(Region pointing data)

Segment Open

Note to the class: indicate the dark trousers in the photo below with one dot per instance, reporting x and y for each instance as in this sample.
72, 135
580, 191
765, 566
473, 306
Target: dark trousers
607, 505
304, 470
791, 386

Segment Closed
Segment Open

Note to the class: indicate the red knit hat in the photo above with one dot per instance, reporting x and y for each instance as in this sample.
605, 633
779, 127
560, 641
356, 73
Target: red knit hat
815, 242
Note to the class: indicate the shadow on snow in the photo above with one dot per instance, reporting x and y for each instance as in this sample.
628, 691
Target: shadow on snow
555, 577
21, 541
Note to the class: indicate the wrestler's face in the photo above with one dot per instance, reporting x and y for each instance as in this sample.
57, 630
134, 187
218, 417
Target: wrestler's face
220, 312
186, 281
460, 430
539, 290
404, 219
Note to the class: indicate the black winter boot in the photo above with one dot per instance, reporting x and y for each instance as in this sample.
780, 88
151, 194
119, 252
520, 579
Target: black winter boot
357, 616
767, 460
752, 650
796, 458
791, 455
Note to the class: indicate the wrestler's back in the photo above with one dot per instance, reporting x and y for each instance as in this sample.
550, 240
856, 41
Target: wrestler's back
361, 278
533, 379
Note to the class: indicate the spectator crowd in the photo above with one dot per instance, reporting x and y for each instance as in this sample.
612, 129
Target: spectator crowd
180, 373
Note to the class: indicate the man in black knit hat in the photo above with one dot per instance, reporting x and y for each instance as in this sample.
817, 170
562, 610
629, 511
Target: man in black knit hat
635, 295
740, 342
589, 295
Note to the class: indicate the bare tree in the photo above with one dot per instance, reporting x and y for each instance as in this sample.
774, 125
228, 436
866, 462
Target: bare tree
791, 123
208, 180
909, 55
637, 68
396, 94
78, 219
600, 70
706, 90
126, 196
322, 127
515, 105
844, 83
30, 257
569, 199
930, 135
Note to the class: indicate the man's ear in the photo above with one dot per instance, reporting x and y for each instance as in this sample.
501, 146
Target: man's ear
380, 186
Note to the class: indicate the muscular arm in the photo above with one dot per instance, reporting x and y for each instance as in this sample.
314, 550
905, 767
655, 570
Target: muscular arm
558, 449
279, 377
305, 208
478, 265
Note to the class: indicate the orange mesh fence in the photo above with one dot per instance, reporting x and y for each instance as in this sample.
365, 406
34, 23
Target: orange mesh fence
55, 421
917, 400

Segment Closed

#### WHAT IS BEING ASKED:
Go through the entries above and copy each line holding the string "reporting".

#### RESPONSE TO THE TASK:
Note to the class: indicate the dark trousers in the photo below with one dot per instance, reporting x and y for each instance as in this sample.
Note to the class: indicate the red knit hat in the photo above with one dot per instance, reporting x and y for each instance as in this sample.
Note to the class: indicate the shadow on snow in the photo above with one dot per instance, reporting x and y for each instance as in this sample.
Note to the class: indicate the wrestler's face in the photo above with one dot per instance, reporting x and y for each instance as in this sample.
Note to the class: indicate the black winter boot in the photo above with one dot per instance, reporting x and y for each instance as in this sample.
Note to the class: indicate the wrestler's back in the photo above with one dot per instance, reporting x and y for each instance as in this sample.
Note to the class: indicate the spectator crowd in the photo above with one dot per instance, reporting x and y for each instance as in this sample.
Note to the class: indicate the man in black knit hat in the photo above with one dot per instance, reporting x and y for each instance as in this sample.
Note to the class: indicate the bare tree in the photo above with one dot per instance, reporting x and y for each instance as in this sample.
Note to the class: indicate the man's ear in the photo above with one dot per instance, reporting x and y for each instance as in this sample.
Note to the class: indicate the muscular arm in the photo above with one dot per instance, reporting x and y for each instance as in this sample.
Note to the class: indicate the orange mesh fence in the photo above with one dot per instance, reporting x and y for each instance as in this sample.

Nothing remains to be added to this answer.